====== Entries supplied ======
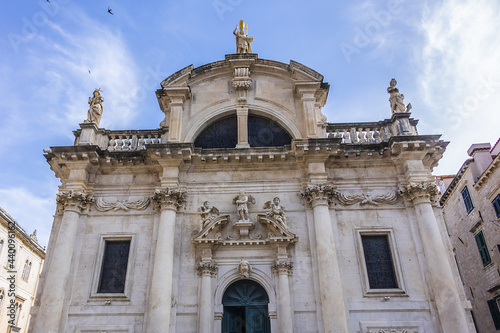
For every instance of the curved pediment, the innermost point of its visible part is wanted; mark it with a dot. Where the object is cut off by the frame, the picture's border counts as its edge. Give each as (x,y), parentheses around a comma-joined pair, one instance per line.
(289,94)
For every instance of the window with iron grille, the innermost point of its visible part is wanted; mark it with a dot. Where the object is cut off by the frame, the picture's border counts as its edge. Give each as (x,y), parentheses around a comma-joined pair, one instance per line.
(467,200)
(483,249)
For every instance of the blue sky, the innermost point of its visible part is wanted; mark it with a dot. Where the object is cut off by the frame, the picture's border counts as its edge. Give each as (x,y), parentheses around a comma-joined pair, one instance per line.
(444,55)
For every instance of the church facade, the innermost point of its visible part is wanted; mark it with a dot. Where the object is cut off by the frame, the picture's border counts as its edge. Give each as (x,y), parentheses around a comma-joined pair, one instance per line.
(246,211)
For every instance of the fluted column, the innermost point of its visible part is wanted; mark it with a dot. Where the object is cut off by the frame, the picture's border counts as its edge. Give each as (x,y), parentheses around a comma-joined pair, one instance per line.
(285,315)
(451,312)
(206,270)
(48,318)
(160,295)
(330,284)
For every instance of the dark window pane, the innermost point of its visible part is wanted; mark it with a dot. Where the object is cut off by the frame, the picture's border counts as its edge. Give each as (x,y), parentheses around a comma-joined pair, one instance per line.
(496,205)
(483,249)
(221,134)
(263,132)
(467,200)
(114,267)
(379,262)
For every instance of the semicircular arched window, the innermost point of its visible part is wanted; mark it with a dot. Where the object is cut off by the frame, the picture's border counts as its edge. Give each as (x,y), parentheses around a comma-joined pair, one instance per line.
(262,132)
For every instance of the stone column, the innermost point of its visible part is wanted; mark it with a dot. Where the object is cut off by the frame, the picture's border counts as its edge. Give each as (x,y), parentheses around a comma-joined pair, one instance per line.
(160,294)
(285,315)
(330,284)
(49,316)
(206,313)
(451,312)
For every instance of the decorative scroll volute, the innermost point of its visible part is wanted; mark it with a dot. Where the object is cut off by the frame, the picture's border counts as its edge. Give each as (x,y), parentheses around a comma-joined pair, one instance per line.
(318,194)
(74,200)
(282,266)
(169,199)
(207,268)
(420,192)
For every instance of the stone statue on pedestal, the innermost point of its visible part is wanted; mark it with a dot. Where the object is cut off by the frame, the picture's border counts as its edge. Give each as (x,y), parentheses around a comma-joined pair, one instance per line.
(95,107)
(242,39)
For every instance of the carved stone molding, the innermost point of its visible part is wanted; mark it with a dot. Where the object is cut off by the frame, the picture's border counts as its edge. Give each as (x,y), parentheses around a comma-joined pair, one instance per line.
(366,199)
(74,200)
(282,266)
(104,206)
(207,268)
(418,192)
(169,199)
(318,193)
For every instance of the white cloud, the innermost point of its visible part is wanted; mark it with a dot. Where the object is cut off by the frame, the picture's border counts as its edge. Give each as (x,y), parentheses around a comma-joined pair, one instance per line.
(460,77)
(29,211)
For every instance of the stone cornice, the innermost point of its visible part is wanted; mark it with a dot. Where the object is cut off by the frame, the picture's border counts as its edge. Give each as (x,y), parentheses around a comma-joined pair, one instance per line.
(419,192)
(74,200)
(169,199)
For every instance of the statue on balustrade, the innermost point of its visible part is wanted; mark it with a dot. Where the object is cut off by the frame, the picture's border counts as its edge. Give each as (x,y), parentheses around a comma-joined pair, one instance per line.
(396,99)
(242,39)
(277,211)
(95,107)
(242,201)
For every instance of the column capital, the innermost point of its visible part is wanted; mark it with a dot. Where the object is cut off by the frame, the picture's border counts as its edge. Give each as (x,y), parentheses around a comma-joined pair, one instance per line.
(422,192)
(282,266)
(207,268)
(74,200)
(169,199)
(318,194)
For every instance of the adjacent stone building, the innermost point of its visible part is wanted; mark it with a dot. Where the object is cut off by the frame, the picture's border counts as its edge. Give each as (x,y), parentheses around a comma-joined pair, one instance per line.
(21,261)
(246,211)
(471,208)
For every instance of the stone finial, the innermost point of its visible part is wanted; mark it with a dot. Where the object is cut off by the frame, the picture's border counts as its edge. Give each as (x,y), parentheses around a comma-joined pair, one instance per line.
(396,99)
(95,107)
(242,39)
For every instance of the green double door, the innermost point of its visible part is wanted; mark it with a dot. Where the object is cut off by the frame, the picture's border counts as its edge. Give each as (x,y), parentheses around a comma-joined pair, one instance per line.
(245,308)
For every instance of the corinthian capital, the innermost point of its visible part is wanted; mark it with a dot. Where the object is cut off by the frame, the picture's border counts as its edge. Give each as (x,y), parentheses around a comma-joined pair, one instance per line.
(318,193)
(74,200)
(282,266)
(169,199)
(207,268)
(418,192)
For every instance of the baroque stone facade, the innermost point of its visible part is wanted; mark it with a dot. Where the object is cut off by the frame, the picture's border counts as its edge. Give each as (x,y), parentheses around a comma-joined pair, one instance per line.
(247,211)
(21,261)
(471,208)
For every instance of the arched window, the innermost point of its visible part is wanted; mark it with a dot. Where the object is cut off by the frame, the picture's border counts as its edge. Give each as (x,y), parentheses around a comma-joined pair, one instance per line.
(26,270)
(245,308)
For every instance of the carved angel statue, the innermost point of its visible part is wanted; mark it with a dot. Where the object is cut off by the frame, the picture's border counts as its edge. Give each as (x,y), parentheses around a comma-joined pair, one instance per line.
(277,211)
(95,110)
(242,201)
(244,269)
(208,213)
(242,39)
(396,99)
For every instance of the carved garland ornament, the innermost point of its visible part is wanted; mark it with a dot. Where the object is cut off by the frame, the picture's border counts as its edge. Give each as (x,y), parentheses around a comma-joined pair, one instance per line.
(169,198)
(104,206)
(74,199)
(420,191)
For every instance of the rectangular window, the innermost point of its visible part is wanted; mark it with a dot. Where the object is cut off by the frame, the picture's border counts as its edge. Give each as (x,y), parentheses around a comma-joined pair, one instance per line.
(378,260)
(483,249)
(496,205)
(495,313)
(114,266)
(467,200)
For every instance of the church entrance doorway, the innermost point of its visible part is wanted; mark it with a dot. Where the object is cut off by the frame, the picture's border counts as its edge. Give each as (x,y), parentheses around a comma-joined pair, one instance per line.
(245,308)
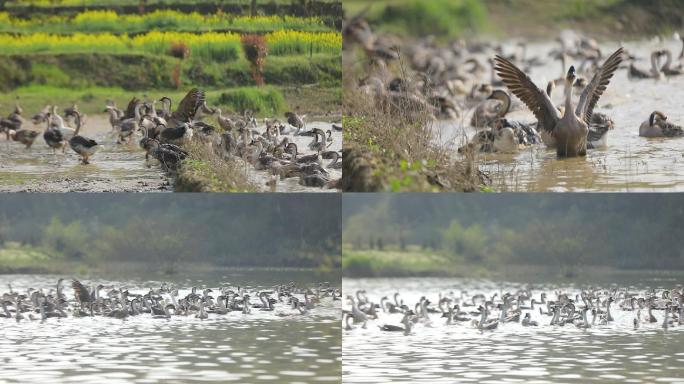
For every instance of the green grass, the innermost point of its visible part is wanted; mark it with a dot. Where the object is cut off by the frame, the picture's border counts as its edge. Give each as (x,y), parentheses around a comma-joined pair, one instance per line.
(140,72)
(159,20)
(266,101)
(395,263)
(261,100)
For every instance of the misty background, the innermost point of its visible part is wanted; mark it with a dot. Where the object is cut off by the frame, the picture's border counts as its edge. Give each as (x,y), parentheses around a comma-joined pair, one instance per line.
(49,233)
(449,234)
======
* [Action item]: Pictures aside, print every line of the material exactly.

* [Final answer]:
For every instance of the curved pediment, the innermost point of its visible part is wanted; mark it with a dot. Where the object is cut off by the frame, the picture's border counts as its edge. Give each as (x,y), parentheses around a comma-joined pair, one instance per line.
(289,94)
For every instance of the window with iron grille, the innermost point of its visible part is wanted; mark it with a dot. Where the object is cut off by the frame, the picture's border counts as its edge. Give each as (x,y), parentheses around a comma-joined pair, one instance per line.
(467,200)
(483,249)
For every instance of the blue sky, the innermost point of its visible part is wanted; mark it with a dot. Where the object is cut off by the frame, the picture's border counts as its edge. Give each as (x,y), parentheses around a comma-joined pair, one instance per line.
(444,55)
For every instance of the church facade, the innermost point of its visible part is wanted; mark it with a dot. Where the object is cut off by the frame, the picture's border counts as its edge. Give each as (x,y), parentheses around a comma-joined pair, one instance per line.
(246,211)
For every instance of the fluted column, the innermost point of its visible part is wanted; mark it with a dot. Where the object is cut off by the frame, the picture's border counts as its edge. Give each as (x,y), parentheses around a comma-joined pair, one instance per line.
(285,315)
(451,312)
(206,270)
(48,318)
(160,295)
(330,284)
For every instance of the dark window pane, the innermost point of its visible part is wanted; mark it with a dot. Where the object is cut off by the frame, the picture's border counts as its edge. Give each as (x,y), parentheses around a comma-joined pair, one instance per line.
(496,205)
(483,249)
(221,134)
(263,132)
(467,200)
(114,267)
(379,262)
For every instance of the semicircular arched window, the innermost point of its visible part is wanted; mark it with a dot. Where the object is cut off by the frame, the picture's border counts as its edge. Give each as (x,y), parentheses around a comma-joined pair, one instance per line.
(262,132)
For every instance of the stone column, the innermost point of its visible part is wanted; mark it with a dot. Where the object is cut off by the frame, the picture's border counts as its edge. Give each as (x,y), parentheses around a comma-joined pair, one instance per line.
(160,294)
(285,315)
(330,284)
(49,316)
(206,313)
(451,312)
For every instance of the decorative scroll volute, the innermost point of its visible part is wanted; mark it with a dot. Where the object is cut off by the frame, the picture's border counts as its edge. Give each as (x,y), parentheses around a comma-joined pair, one instance per line.
(318,194)
(74,200)
(282,266)
(169,199)
(207,268)
(420,192)
For every instance of the stone statue on pedestal, the innermost point of its visible part is wanted; mark it with a dot. Where the object is cut off by the frame, the picture's border counts as its edge. Give each as (x,y), parentheses around a comma-joined pair, one instance per line.
(95,107)
(242,39)
For every instance of the carved stone molding, the innermost point of its visible part is wanted; mark it with a dot. Where the object is cut off by the frame, the picture's border counts as its edge. Give each as (x,y), parentheses around a comma-joined pair, one instance per line.
(366,199)
(74,200)
(282,266)
(104,206)
(207,268)
(418,192)
(169,199)
(318,193)
For every instance of the white cloud, the innermost point of its visible part is wanted; mark it with a dot. Where the object is cut off by the frame, the picture's border counts as its edge. Give each as (x,y), parentheses around a comma-joined pair, one instance per line.
(460,77)
(29,211)
For every instance of the stone cornice, the innermost point of its visible part is wanted; mark it with a dot. Where the object is cut off by the frame, the picture's border counts as its edge. Give each as (x,y), parentheses around a comma-joined pair, one instance per line.
(419,192)
(74,200)
(169,199)
For every instance of the statue on balustrade, the innermost point of its visible part is wanted; mark it with a dot. Where the object is cut off by the frame, the picture's border counts as its edge. Give each as (x,y), parentheses around a comma-joined pair, one instance per line.
(396,99)
(242,39)
(277,211)
(95,107)
(242,201)
For every instance of the column capital, the innermost point of its visible part is wanted; mark it with a dot. Where the object is cut off by the frame, the picture's border counts as its edge. Give each as (x,y), parentheses around a comma-joined pair, one instance per line.
(422,192)
(282,266)
(207,268)
(74,200)
(169,199)
(318,194)
For every instance of the adjacent stone building, the innermost point of its visible part is wanted; mark it with a dot. Where the object is cut off by the frame, the picture's border counts as its edge. Give each as (x,y), parentheses around a comma-joined pair, one instance per line.
(21,261)
(246,211)
(471,208)
For every instance of the stone finial, the innermost point of its visible part is wanted; mark it with a dot. Where the object is cut off by the frame, the picture's border counts as its edge. Give each as (x,y), parentheses around a comma-joined pair, one instance per line.
(396,99)
(95,107)
(242,39)
For every instance of the green double door, the innermost point of its visible part is wanted; mark it with a dot. Where the object is cut off by the frame, the picture's border counts as its edge. Give each as (x,y), parentheses around a comma-joined pair, one instance per line.
(245,308)
For every instance of the corinthian capital, the innermost point of its visible part is wanted; mark it with a dot. Where the object is cut off by the frame, the picture's border counts as its edge. Give each as (x,y), parentheses around a comma-joined pair, one instance per line.
(318,193)
(74,200)
(282,266)
(169,199)
(207,268)
(418,192)
For every instance of the baroque stone facade, the innermost point of its visible part is wanted; mark it with a dot. Where the object is cut off by the frame, the picture's border counts as its edge. Give each as (x,y), parentheses around a comma-joined pair, one instance per line.
(247,211)
(21,261)
(471,208)
For every instance of the arched window, the innermost point of its visible part is wanted; mark it with a dot. Where the object is cut off by the frame, the picture's border counts as its edge. Give each as (x,y), parentheses around a comma-joined pair, one instance per line.
(26,270)
(245,308)
For every instance of the carved angel statue, the innermost point of its visible part is wanted; mark it with a dot. Where the object is cut off by the frame, the picture's border counts as its edge. Give each as (x,y), parentheses around a comma-joined pair, one instance per line.
(277,211)
(95,110)
(242,201)
(244,269)
(208,213)
(242,39)
(396,99)
For every instance of the carved garland ornament, the innermost point of its visible part is wanted; mark it with a dot. Where the object is cut off by the frame, the picture's border counts as its edge. Give each as (x,y), parentheses around a comma-joined pair, one instance per line.
(169,198)
(104,206)
(74,199)
(420,191)
For every instance of the rectangular window, the innermost point of its visible part is wanted; mark it with a dot. Where the object is cut off by the frame, the picture's border counts as its edge. Give each as (x,y), parentheses around a comma-joined pair, one instance per line.
(378,260)
(483,249)
(496,205)
(495,313)
(114,266)
(467,200)
For every instance of the church entrance doorway, the innermost point of its visible part is wanted; mark it with a dot. Where the object is cut off by the frame, the picture's border counts as its edge. Give each as (x,y), parentheses around a comma-joined pair, one instance per line.
(245,308)
For every instance of the green grass, the innermost point of its visible part is wanted; mark it with a dot. Where the object is cut off by the frame, the picture's border counts as its edge. Give each as (x,y), parentheses around a comma-joined pair, one instance per line.
(140,72)
(159,20)
(266,101)
(395,263)
(261,100)
For every instance of the misty background, the innermost point of its visible part is wanted; mark it with a dot. Where the object is cut off by the frame, the picture's border counts as its edge. Give each as (x,y), parentheses around a comma-joined pair, one instance per line.
(49,233)
(449,234)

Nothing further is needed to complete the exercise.